→ DIRECTIVE: Which lines in the records below contain the string "stone"? Copy each of those lines.

→ GIVEN DATA:
_ _ _ _
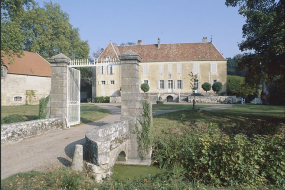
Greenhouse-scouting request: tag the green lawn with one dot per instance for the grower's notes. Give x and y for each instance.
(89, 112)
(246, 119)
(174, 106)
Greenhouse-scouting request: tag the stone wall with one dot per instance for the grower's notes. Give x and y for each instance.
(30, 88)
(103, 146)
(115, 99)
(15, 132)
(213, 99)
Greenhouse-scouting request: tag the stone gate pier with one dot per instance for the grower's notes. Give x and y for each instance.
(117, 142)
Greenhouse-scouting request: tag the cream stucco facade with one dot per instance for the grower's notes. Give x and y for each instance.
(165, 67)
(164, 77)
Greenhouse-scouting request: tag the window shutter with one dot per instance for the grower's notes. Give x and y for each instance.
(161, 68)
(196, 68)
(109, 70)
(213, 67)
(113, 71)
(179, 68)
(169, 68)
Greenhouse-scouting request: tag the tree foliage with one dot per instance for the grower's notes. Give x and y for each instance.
_ _ _ _
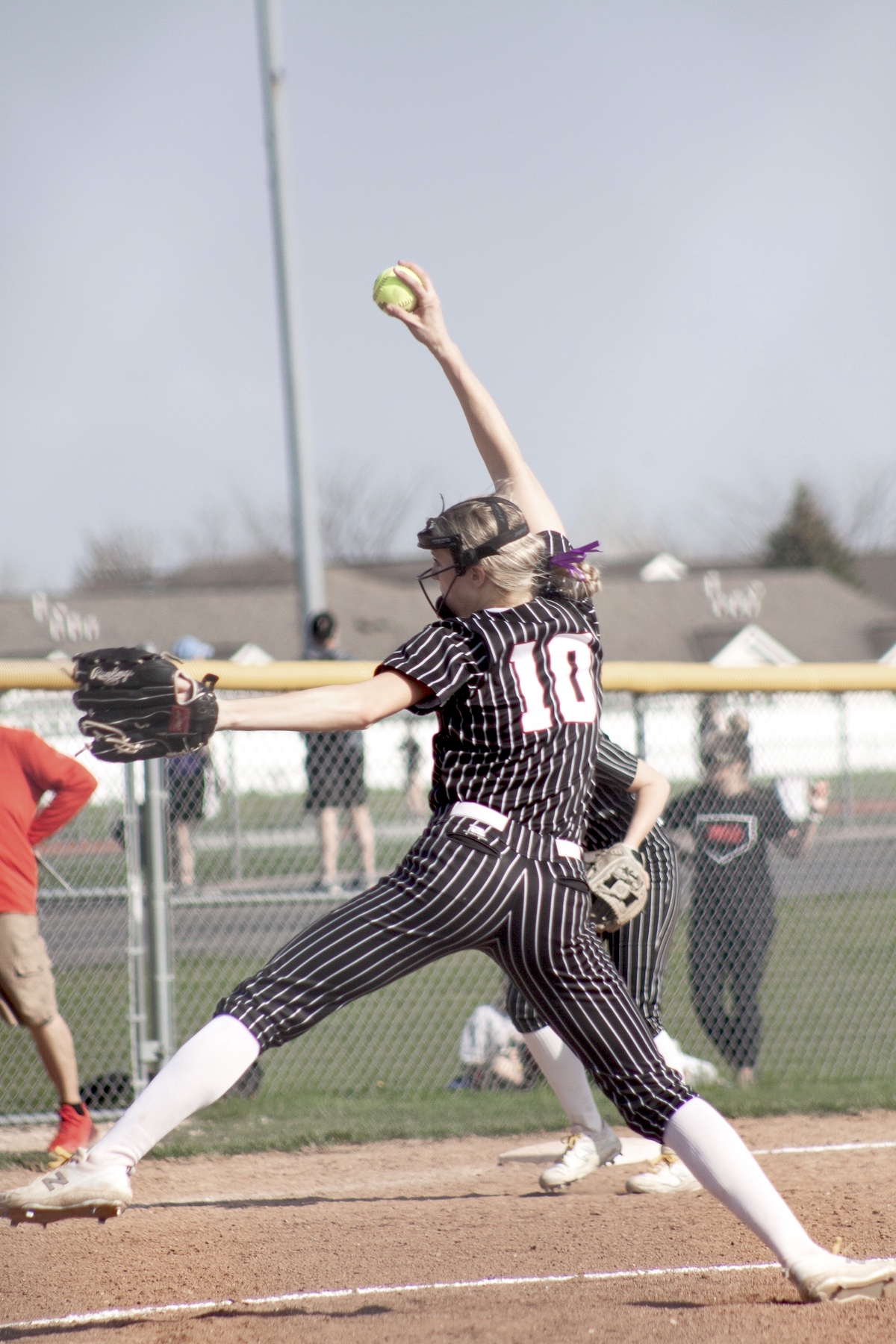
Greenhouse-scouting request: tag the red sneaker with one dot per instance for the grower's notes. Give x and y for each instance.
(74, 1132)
_ _ _ _
→ EXERCISE RESPONSE:
Greenhouse-scouting request: tag the stone wall with one dot per instance for the grower's notes. Give x and y for each instance.
Greenhouse-scouting request: tag the stone gate pier with one dot per instance for the grower's notes. Give x and y for each instance.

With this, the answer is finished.